Segment Open

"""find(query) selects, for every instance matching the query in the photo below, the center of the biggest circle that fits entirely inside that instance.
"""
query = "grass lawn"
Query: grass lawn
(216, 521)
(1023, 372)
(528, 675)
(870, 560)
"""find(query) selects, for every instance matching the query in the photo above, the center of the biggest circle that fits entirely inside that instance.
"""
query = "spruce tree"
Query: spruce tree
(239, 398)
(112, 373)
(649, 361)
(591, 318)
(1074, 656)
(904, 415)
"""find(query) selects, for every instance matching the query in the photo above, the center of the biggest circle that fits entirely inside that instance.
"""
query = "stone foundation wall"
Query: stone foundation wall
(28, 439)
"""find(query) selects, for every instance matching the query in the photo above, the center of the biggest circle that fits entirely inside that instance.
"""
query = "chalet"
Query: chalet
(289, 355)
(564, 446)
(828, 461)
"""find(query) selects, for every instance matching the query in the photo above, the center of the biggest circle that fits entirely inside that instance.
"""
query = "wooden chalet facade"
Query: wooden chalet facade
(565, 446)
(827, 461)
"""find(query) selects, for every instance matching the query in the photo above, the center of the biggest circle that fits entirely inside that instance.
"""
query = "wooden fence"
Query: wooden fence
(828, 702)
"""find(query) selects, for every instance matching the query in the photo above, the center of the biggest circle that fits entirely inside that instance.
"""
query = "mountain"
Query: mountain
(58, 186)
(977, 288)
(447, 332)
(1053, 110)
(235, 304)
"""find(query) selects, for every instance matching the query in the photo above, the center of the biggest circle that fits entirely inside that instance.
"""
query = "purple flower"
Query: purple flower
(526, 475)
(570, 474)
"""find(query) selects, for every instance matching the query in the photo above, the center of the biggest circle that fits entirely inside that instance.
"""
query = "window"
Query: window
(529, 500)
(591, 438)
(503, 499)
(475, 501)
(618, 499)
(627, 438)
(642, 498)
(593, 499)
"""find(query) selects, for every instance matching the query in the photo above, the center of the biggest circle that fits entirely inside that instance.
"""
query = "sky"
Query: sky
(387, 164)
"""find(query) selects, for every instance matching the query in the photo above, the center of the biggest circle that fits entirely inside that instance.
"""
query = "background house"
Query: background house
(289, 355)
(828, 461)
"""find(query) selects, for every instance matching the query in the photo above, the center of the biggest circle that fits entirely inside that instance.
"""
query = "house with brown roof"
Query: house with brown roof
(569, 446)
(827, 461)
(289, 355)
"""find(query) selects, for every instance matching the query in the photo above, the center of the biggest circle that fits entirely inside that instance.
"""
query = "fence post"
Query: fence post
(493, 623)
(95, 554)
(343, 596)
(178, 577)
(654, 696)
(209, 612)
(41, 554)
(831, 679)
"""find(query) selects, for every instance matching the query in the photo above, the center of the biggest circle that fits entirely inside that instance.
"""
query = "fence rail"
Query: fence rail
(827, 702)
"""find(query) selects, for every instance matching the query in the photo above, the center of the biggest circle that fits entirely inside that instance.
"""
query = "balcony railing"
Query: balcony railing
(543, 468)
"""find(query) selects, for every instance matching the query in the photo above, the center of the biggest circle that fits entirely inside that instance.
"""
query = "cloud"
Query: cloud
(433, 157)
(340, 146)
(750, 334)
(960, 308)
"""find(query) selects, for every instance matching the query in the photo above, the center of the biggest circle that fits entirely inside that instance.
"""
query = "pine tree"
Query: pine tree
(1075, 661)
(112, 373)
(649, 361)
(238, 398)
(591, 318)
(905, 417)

Segment Closed

Instructions to follow:
Every entry should be duplicated exactly as written.

Exercise response:
"""find(query) selects, for every instance matching the query in the photo below, the center of the biggest circle that fits entirely inside that instance.
"""
query = "grass lawn"
Query: grass lawn
(216, 521)
(1023, 372)
(528, 675)
(870, 560)
"""find(query) selects, for every instance matching the query in the photo above, the center of the biggest circle that fits entirely inside that instance.
"""
query = "spruce tree"
Query: spruce tree
(239, 398)
(112, 373)
(649, 361)
(591, 318)
(1074, 656)
(904, 415)
"""find(query) selects, for every instance matching the query in the photo above, the center of the biggest circle that fits entirely inside that instance.
"""
query = "stone foundation wall"
Query: stone foundation wall
(28, 439)
"""find(query) selects, for every instance matching the query in the photo above, the center of the biggest circle that fits entirely inside that instance.
"""
query = "chalet"
Query: chalet
(289, 355)
(564, 446)
(828, 461)
"""find(query) selects, for every instance matching the query in the photo above, the center of the biggest circle that fits entirely inside that instance.
"""
query = "wooden chalet facade"
Query: wooden chalet facade
(565, 446)
(827, 461)
"""find(query) selects, for every instance matching the query in the photo above, the center of the biggest circle that fits entirely inside that instance.
"""
query = "wooden fence"
Query: wooden fence
(828, 702)
"""find(query) selects, for every instance matching the query in the photo above, the center of the biggest circle that fits entirely inside that instance.
"""
query = "mountain"
Query: mountain
(58, 186)
(977, 288)
(447, 332)
(1053, 110)
(235, 304)
"""find(query) selects, for every instance matching the query in the photo above, the center of the biggest circle that fits entirely inside that instance.
"""
query = "purple flower"
Query: purple flower
(526, 475)
(570, 474)
"""find(query) selects, for every instance matching the query in the photo above, the center of the biggest circle that fits entirely inside that instance.
"""
query = "window"
Query: window
(529, 500)
(591, 438)
(503, 499)
(475, 501)
(618, 499)
(627, 438)
(642, 498)
(593, 499)
"""find(query) selects, for every instance matching the query in the photo above, the center of the biggest circle that fits entirely inside that instance.
"""
query = "sky"
Query: sky
(387, 164)
"""find(query) selects, for every instance matching the query in the photo above, the center of the biggest circle that fits entirely inside that instance.
"""
query = "background house"
Query: background house
(289, 355)
(828, 461)
"""find(query) selects, for every instance matching the query in the photo above, the center of the biggest circle that fits entirely inside that instance.
"""
query = "house with brown roof"
Query: house with brown roof
(569, 446)
(827, 461)
(289, 355)
"""find(query) selects, for every instance matching the query in the photo above, the center of the biggest circle that fits entirely inside that instance.
"""
query = "fence post"
Query: fence post
(493, 623)
(95, 554)
(343, 596)
(178, 577)
(654, 696)
(209, 612)
(41, 554)
(831, 679)
"""find(query) selects, for every instance matching the query in the photo above, the center of the biggest circle that fits entirely inside that instance.
"""
query = "fence rail"
Query: fence rail
(827, 702)
"""find(query) selects, for every instance matching the query in the photo above, the center of the biggest circle that fits entirely inside that instance.
"""
query = "balcony railing"
Query: balcony railing
(543, 468)
"""find(query) selects, for every instance matching the query in the photo above, the center of the biggest circle that fits entirely inside that instance.
"""
query = "cloud"
Query: cloud
(433, 157)
(340, 146)
(750, 334)
(960, 308)
"""find(query) selects, for every instance matching the query in the photo above, the center of the biggest circle that fits entirely inside that instance.
"""
query = "pine tree"
Query: pine tree
(1075, 661)
(112, 373)
(649, 361)
(238, 398)
(591, 318)
(905, 417)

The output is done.